Configuration Management/Deployment Focus Items

  • What is the Deployment & Configuration Management Strategy?
  • 3rd party and vendor software is often deployed using RPMs, or using package managers like yum, apt, or (heaven forbid) tarballs or system-based software package managers. But what do you use for internally built software? These tools are often language specific (ant/maven for java, for example, or gems for ruby, or pear for php), and in hybrid environments, having engineers package software releases into rpms shows a higher degree of aptitude (pardon the pun) in configuration management and deployment.


Information Technology (IT) Focus Items

  • 3rd Party Licenses
  • All 3rd party software on engineers' desktops should be properly licensed. A culture of respecting others' intellectual property must be encouraged, and a process that directs new software requests to management (for consideration whether single-, multiple- or a site- licenses should be acquired).
  • Proper ownership of technical assets?
  • Are ownership of technical assets in the right hands? From domain name registrations to licenses to support, telco and datacenter contracts, they should, to the extent possible, be using role-based accounts monitored by multiple people, or if directed at a person, ideally someone high up enough in the chain to have fiduciary responsibility.
  • Customer Support System
  • What's the ticketing system?
  • Policy Compliance
  • This is a very broad area. To the extent it is relevant, are your software products in compliance with regulations including (but certainly not limited to) CAN-SPAM, Privacy/Terms of Service, COPPA, PCI-DSS, SOX, HIPAA, etc.?
  • Hardware Documentation
  • Do you have a list of all of your hardware assets? When were they acquired? When are they due to be replaced? Are they granular enough to take into account sub-systems? (Cards, hard drives) What software versions do they run (i.e. are they firmware and software patched and up to date)?
  • Legacy Assessment
  • What systems, software and hardware are considered legacy? (To me, this means, not currently under an active support contract, end-of-lifed, no bugfix policy, or hardware older than 3 years old). Are they that way because of certain software systems, or vice versa? What's the plan for untangling the mess?

ENTRIES SUPPLIED ▸
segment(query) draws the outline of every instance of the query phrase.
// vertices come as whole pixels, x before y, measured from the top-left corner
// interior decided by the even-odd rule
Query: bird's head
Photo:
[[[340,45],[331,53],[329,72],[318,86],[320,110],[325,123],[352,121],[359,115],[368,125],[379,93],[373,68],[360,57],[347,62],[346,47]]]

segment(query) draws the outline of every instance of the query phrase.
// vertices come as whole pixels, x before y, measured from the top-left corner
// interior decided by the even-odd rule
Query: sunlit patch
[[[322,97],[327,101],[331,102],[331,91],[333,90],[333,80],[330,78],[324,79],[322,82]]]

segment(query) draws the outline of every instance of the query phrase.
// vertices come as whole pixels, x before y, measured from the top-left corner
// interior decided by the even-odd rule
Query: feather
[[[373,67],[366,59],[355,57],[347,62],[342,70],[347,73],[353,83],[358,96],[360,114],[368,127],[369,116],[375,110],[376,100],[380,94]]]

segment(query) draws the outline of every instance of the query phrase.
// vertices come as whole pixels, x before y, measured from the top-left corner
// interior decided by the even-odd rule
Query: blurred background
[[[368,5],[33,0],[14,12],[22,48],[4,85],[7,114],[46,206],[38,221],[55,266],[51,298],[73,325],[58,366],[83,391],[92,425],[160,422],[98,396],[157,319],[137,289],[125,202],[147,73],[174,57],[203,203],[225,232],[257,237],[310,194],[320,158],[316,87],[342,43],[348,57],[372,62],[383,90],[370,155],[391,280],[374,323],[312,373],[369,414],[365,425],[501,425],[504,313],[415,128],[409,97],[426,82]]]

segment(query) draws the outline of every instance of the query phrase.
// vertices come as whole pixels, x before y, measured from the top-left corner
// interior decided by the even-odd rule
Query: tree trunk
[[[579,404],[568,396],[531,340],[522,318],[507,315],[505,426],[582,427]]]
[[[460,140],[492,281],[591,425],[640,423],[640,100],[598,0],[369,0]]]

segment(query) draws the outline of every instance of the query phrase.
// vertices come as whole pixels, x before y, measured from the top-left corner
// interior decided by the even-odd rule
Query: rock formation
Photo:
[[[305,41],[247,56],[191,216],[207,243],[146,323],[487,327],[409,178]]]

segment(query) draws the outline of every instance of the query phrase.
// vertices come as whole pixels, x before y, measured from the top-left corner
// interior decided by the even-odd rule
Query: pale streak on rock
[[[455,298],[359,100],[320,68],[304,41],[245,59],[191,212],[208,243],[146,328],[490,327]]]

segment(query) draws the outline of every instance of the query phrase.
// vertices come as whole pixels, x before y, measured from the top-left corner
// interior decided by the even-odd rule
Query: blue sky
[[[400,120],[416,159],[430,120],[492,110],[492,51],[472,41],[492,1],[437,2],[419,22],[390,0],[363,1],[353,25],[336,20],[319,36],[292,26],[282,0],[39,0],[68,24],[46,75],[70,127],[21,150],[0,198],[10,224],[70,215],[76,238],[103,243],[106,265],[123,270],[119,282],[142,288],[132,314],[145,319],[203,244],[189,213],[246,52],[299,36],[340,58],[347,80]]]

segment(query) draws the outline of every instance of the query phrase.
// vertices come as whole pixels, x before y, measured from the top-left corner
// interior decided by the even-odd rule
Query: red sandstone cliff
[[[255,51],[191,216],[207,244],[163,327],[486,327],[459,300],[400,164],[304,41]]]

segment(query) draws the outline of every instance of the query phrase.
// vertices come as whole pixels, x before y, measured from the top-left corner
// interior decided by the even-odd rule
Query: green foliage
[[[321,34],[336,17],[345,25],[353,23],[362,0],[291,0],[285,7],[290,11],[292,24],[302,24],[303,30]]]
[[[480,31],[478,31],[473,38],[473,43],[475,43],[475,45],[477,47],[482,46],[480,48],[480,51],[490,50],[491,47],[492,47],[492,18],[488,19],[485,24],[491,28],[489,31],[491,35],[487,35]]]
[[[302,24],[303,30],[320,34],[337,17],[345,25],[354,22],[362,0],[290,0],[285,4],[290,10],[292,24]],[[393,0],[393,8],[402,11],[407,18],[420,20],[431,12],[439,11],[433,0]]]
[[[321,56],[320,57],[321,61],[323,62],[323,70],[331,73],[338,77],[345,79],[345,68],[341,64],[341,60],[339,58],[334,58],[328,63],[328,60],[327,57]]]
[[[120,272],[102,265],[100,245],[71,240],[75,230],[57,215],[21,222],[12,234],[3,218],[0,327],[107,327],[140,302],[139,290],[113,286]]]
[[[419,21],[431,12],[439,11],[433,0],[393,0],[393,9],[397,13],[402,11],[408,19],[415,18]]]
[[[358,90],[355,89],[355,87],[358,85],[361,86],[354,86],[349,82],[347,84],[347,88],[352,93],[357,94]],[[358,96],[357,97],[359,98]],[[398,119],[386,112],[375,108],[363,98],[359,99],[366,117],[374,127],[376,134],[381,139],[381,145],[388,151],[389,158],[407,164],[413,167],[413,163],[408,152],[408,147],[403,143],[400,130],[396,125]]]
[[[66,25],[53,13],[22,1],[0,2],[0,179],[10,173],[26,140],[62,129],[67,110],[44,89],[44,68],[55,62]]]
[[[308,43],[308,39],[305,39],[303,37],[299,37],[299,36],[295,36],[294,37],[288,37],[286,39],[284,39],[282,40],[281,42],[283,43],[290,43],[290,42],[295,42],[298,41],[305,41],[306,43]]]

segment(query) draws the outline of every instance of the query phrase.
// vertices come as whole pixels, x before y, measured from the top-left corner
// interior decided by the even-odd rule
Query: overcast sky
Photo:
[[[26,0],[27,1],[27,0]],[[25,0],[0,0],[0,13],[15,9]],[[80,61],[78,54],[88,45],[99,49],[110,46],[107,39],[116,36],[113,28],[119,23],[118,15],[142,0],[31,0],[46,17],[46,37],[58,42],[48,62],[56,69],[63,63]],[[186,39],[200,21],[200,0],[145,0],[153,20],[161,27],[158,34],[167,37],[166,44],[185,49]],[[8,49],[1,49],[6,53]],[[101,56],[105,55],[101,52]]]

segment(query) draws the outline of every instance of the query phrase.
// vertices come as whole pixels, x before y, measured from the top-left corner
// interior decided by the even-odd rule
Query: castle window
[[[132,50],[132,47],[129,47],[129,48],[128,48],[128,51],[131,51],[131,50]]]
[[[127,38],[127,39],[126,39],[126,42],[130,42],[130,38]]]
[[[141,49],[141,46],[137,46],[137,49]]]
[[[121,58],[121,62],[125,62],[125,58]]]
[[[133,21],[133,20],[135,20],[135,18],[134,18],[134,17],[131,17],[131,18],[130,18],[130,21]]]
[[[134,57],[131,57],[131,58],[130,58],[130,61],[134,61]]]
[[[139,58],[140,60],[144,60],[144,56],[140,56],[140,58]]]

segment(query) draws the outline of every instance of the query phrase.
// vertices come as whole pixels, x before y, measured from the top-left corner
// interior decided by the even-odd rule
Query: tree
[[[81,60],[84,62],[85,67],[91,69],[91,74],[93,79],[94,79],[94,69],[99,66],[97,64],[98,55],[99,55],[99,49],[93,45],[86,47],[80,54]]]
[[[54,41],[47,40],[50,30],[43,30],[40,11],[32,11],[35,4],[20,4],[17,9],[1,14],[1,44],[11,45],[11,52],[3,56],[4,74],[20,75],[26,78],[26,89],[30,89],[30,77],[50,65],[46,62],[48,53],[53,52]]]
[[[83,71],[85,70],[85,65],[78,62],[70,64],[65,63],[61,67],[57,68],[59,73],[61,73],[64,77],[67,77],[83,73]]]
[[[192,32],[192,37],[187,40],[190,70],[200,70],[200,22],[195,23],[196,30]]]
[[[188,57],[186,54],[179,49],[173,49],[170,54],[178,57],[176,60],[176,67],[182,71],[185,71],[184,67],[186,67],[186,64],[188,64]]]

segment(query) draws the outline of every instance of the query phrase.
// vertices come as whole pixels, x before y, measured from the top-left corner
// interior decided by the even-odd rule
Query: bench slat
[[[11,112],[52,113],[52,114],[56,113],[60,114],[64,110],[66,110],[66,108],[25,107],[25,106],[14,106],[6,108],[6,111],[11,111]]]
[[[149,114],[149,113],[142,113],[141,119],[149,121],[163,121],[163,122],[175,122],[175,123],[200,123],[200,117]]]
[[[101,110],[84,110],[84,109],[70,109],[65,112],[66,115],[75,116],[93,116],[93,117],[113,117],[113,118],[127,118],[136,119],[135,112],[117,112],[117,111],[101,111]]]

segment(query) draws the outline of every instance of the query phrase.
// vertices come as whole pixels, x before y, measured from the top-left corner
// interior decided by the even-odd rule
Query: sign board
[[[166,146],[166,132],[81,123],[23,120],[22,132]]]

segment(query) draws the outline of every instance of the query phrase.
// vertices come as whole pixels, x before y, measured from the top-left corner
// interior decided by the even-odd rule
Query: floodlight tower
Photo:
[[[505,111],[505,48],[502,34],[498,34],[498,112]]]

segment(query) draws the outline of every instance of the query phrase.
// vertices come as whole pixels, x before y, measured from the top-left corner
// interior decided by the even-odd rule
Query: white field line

GOALS ▸
**a.** Could you output, word for word, the part of the IT and deployment checklist that opens with the words containing "Configuration Management/Deployment Focus" and closes with "management and deployment."?
**b.** Can you finish out the next part of the IT and deployment checklist, picking up right after its last line?

RESULTS FOR THE EXERCISE ▸
**a.**
Configuration Management/Deployment Focus Items

  • What is the Deployment & Configuration Management Strategy?
  • 3rd party and vendor software is often deployed using RPMs, or using package managers like yum, apt, or (heaven forbid) tarballs or system-based software package managers. But what do you use for internally built software? These tools are often language specific (ant/maven for java, for example, or gems for ruby, or pear for php), and in hybrid environments, having engineers package software releases into rpms shows a higher degree of aptitude (pardon the pun) in configuration management and deployment.

**b.**
Operations Focus Items

  • Network Bandwidth
  • What's current base and peak utilization? If peak is approaching > 30%, what are the plans on what timeline to expand bandwidth needs? (This applies to every central or branch office, as well as to any critical or backup datacenter, or to any VPNs or leased circuits)
  • Single Points of Failure
  • Kate touches on this from a broad perspective, but it bears considering network path redundancy. What happens if a given link is cut? Say a backhoe takes out a bundle of fiber. What alternatives for every business-critical system do you have in place?
  • Hosting Infrastructure Review
  • Kate also touched a lot on this area, but ensure that your DNS, Web, Database, Data Warehouse, Reporting and Monitoring systems have no single points of failure, and if they do, a mitigation, disaster recovery, remediation or response plan should be identified.
  • Escalation Lists
  • You should have a list of escalation contacts, technical, business or otherwise, with every 3rd party service provider, from facilities (your office building, data center) to transit provider (telco/ISP) to service providers (cloud hosting, cloud service provider, etc.). Ideally copies of these for Technology would be kept in the same place as your SLAs and contracts.
  • Infrastructure Concerns
  • These are mostly environmental. Space, power & cooling (both nominal and backup) in your various places of business, particularly colo/hosting facilities.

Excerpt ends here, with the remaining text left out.